Object pointing dataset rows:
/---

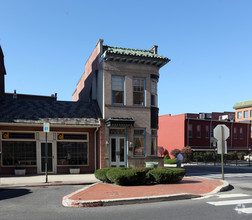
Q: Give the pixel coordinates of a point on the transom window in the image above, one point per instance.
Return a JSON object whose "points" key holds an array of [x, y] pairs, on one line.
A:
{"points": [[15, 153], [117, 90], [139, 91]]}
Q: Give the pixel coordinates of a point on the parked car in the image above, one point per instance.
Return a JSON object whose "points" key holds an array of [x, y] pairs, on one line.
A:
{"points": [[248, 157]]}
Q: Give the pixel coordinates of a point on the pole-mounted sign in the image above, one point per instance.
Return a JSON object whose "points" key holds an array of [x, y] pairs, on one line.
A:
{"points": [[46, 130], [221, 133]]}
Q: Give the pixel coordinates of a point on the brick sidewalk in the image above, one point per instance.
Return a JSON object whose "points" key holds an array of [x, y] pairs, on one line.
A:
{"points": [[101, 193]]}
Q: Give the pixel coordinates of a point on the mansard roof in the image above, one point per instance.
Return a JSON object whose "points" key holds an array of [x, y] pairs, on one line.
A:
{"points": [[134, 56]]}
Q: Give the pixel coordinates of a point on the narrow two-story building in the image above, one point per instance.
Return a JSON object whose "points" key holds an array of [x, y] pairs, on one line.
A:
{"points": [[124, 82]]}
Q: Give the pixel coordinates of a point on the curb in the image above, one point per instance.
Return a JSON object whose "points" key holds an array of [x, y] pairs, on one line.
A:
{"points": [[46, 184], [67, 202]]}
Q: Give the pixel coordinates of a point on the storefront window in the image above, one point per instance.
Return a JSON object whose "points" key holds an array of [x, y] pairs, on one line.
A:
{"points": [[154, 142], [72, 153], [117, 131], [15, 153], [139, 142]]}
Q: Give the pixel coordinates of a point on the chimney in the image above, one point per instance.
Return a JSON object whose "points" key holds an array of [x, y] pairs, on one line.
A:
{"points": [[154, 49]]}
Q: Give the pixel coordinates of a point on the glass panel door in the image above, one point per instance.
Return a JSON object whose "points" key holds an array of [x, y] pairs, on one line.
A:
{"points": [[117, 151], [43, 157]]}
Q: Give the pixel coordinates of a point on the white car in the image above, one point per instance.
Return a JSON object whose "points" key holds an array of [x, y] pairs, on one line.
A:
{"points": [[248, 157]]}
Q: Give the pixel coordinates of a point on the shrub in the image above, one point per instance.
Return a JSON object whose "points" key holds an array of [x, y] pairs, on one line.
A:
{"points": [[161, 151], [167, 157], [187, 153], [101, 174], [186, 160], [175, 152], [241, 155], [171, 161], [167, 175], [166, 152], [126, 176]]}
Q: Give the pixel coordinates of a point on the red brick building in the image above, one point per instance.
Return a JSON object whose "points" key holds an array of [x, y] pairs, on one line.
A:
{"points": [[112, 121], [196, 131], [73, 140]]}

\---

= What is required =
Retype all entries exactly as they appear, dropping the images.

= Result of this exercise =
Q: Give the pixel coordinates of a point on the transom window in the image above, one point per instance.
Return a JSON object whose "points" key holds an array of [x, y] pairs, on one line.
A:
{"points": [[15, 153], [117, 90], [139, 91]]}
Q: Give the pixel coordinates of a point on the parked car in the image above, one point per instance.
Return a JSON object whose "points" key holds an array of [x, y] pairs, on one line.
A:
{"points": [[248, 157]]}
Q: Give the pixel coordinates of a point on the pole-mounted sign in the image above, one point per instance.
Return a JSON object whose "points" key holds an array of [x, y] pairs, on one line.
A:
{"points": [[46, 130], [221, 133]]}
Q: Give the pixel coordinates of a point on the brick sidewalk in the image above, one point per instance.
Return a JSON object whose "points" key holds an array of [x, y] pairs, on one line.
A:
{"points": [[101, 193]]}
Q: Give the pixel coordinates of a point on the mansard roof in the image above, one point per instance.
Return a JSON object whose "points" key holds an array of [x, y] pairs, on one line.
A:
{"points": [[134, 56]]}
Q: Give the pixel coordinates of a point on the narrow two-story building in the image above, one point per instance.
Return a JSON object whose "points" key holds an array of [x, y] pairs, on one line.
A:
{"points": [[124, 82]]}
Q: Give the pixel coordinates of a point on the curb in the image above, one point per instance.
Return a JSON object whose "points" key holds an array of [x, y] pairs, on one line.
A:
{"points": [[46, 184], [67, 202]]}
Q: Give the pixel coordinates of a point on the storefront window in the image above, one point per instance.
Return a JSON object whose "points" key holds an array of [x, y] pairs, on one line.
A:
{"points": [[154, 142], [72, 153], [117, 131], [15, 153], [139, 142]]}
Q: Give the pixel coordinates of a point on the chimney in the image above, one point per instance.
Return a JSON object whose "points" key holds an array of [x, y] pairs, on one line.
A:
{"points": [[154, 49]]}
Q: Give the pixel coordinates of a point on the glass panel door in the image above, one point per instance.
Return a JSON object whose "points" key holds an array of [x, y] pairs, on one line.
A:
{"points": [[117, 151], [43, 157]]}
Q: Give the pixel coordinates of a point on the white car in the image above, one point per instance.
Return a JSON object whose "points" key holds an array of [x, y] pairs, on one line.
A:
{"points": [[248, 157]]}
Q: Give the pixel coordinates of a point on the shrub in the image above, one point per instance.
Return a JSON object whose "points" key holds an array of [x, y] pairs, on one line.
A:
{"points": [[161, 151], [167, 157], [187, 153], [101, 174], [186, 160], [175, 152], [241, 155], [171, 161], [167, 175], [166, 152], [126, 176]]}
Q: Give the pixel coordinates of a point on the red brick building in the image above, one point per instance.
Return a JSON object whose "points" key holds an array of [x, y] pairs, on one line.
A:
{"points": [[112, 121], [196, 131], [73, 140]]}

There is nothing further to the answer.